▶ Written problem
Pick out every line in the material below that contains the word "tree", matching case exactly, and copy each of those lines.

[Point-based annotation data]
══════

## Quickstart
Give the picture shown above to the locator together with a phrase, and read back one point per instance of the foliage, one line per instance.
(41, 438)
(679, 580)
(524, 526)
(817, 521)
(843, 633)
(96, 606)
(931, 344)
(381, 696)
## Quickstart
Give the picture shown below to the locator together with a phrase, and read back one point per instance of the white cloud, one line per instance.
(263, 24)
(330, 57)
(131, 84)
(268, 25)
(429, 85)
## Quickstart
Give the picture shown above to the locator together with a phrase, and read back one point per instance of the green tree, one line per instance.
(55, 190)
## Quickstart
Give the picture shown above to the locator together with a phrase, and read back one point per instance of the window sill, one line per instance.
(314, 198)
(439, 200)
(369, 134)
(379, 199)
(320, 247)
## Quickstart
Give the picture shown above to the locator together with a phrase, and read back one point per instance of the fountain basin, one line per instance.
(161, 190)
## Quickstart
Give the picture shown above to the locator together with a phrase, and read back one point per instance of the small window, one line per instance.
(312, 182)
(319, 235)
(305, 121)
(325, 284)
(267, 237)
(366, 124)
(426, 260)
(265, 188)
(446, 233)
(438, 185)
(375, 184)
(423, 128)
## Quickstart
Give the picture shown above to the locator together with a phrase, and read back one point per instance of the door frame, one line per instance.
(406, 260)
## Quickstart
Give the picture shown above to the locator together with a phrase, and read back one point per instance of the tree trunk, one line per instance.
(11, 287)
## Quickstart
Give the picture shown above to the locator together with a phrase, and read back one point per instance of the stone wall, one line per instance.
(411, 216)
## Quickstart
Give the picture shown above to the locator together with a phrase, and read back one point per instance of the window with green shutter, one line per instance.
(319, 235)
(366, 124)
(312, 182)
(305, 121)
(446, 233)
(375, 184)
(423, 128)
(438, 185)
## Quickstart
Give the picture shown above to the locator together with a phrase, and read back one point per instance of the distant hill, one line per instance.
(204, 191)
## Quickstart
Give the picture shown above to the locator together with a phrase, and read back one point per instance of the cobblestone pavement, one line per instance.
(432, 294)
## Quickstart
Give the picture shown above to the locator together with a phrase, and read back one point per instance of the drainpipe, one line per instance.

══════

▶ Written solution
Give the picture shown above to the locator together with a phrase, and read back one point per instance of the green tree, one line per instance.
Give the picture shown above to the locator together with a phrase, and read back one point per instance of the tree trunk, one line per instance.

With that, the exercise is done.